* [Saved entries]
__________________________________________________

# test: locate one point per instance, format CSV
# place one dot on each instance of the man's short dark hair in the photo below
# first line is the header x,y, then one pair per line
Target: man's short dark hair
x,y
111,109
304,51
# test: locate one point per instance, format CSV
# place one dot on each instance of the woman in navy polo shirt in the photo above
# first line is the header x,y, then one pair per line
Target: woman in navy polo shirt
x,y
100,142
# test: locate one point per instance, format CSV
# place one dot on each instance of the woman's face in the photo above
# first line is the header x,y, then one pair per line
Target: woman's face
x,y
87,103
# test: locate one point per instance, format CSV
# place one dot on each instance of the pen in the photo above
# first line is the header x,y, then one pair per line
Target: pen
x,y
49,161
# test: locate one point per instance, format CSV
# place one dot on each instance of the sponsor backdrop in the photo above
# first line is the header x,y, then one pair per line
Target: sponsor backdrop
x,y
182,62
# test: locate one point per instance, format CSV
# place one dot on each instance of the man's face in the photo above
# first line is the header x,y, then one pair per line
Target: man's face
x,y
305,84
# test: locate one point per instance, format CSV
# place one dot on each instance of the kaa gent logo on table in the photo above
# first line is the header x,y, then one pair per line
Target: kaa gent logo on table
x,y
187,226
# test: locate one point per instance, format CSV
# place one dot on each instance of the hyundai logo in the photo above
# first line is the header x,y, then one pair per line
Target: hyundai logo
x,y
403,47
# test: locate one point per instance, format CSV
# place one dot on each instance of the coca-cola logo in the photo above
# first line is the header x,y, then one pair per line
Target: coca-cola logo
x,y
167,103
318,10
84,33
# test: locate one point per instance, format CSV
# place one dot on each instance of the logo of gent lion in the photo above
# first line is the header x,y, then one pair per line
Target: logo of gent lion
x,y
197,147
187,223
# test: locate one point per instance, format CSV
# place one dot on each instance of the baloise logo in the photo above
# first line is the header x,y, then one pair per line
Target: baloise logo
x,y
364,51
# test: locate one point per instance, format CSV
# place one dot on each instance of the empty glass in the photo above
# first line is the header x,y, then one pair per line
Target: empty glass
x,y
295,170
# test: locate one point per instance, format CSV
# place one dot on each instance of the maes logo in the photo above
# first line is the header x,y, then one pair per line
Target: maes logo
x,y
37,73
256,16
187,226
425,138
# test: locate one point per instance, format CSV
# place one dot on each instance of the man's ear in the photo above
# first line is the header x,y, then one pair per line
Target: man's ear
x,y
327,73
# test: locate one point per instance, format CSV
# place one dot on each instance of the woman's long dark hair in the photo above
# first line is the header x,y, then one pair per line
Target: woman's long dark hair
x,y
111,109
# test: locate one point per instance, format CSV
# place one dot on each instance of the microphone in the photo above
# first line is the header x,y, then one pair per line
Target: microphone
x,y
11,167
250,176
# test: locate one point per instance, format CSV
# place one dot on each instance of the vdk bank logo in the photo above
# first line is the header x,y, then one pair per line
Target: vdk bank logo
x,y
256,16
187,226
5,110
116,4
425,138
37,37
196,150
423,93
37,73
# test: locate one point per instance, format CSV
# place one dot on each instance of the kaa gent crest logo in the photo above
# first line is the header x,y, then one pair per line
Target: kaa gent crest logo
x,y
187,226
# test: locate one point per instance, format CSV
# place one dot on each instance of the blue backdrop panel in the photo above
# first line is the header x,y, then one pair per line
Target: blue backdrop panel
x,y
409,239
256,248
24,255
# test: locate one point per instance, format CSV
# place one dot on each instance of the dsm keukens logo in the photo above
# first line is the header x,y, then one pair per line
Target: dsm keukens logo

__________________________________________________

* [Aim of the task] Give the exact lines, and only those, from the line containing "Target: sponsor backdrop" through the line containing "# place one dot on each instance of the microphone" in the entries above.

* [Answer for the task]
Target: sponsor backdrop
x,y
182,62
# test: locate one point per instance, format CSV
# place one dot on each instance of the man's face in the photo above
# first line is the header x,y, then one pair per line
Target: man's face
x,y
305,84
# test: locate one point per instance, format CSV
# place one dot on each instance of the kaa gent logo on table in the photo above
# first line is the header x,y, then one pair per line
Target: kaa gent logo on table
x,y
187,226
# test: locate one point per instance, format CSV
# place one dot on each instance of the hyundai logo in the photo above
# first line is the header x,y, then one pair per line
Target: hyundai logo
x,y
403,47
# test: locate one point per instance, format CSV
# place one dot on each instance of the coca-cola logo in the photo above
# first line is the header x,y, then one pair per line
Target: coca-cola logo
x,y
167,103
318,10
84,33
# test: locate one point per instance, format CSV
# place one dot on each instance of the logo of gent lion in the photo above
# first line is the header x,y, then one pair per line
Target: logo of gent lion
x,y
197,147
187,223
# test: locate one point per instance, format CSV
# place one dot on each instance of the baloise logo in the photo above
# first line is the header x,y, then one pair per line
Target: baloise logo
x,y
364,51
# test: locate one point per instance, format CSV
# place one dot on each instance of the empty glass in the photo above
# first line is the header x,y, then one pair per line
Target: empty glass
x,y
295,170
# test: locate one point per instance, format CSV
# place one dot on each instance of the maes logo in the photo above
# first line is the header x,y, then one pair per line
Target: maes logo
x,y
37,73
256,16
187,226
425,138
# test: locate one point per instance, format CSV
# place one dot on each instance of the man's ear in the photo above
# first line is the header x,y, then one pair per line
Target: man's ear
x,y
327,73
# test: locate one point per instance, format CSV
# place one dot on each instance of the woman's long dark hair in the photo above
# first line is the header x,y, then one pair per line
Target: woman's long dark hair
x,y
111,109
# test: locate one point per instance, format CSV
# place one dot on each instance of the microphone in the photo above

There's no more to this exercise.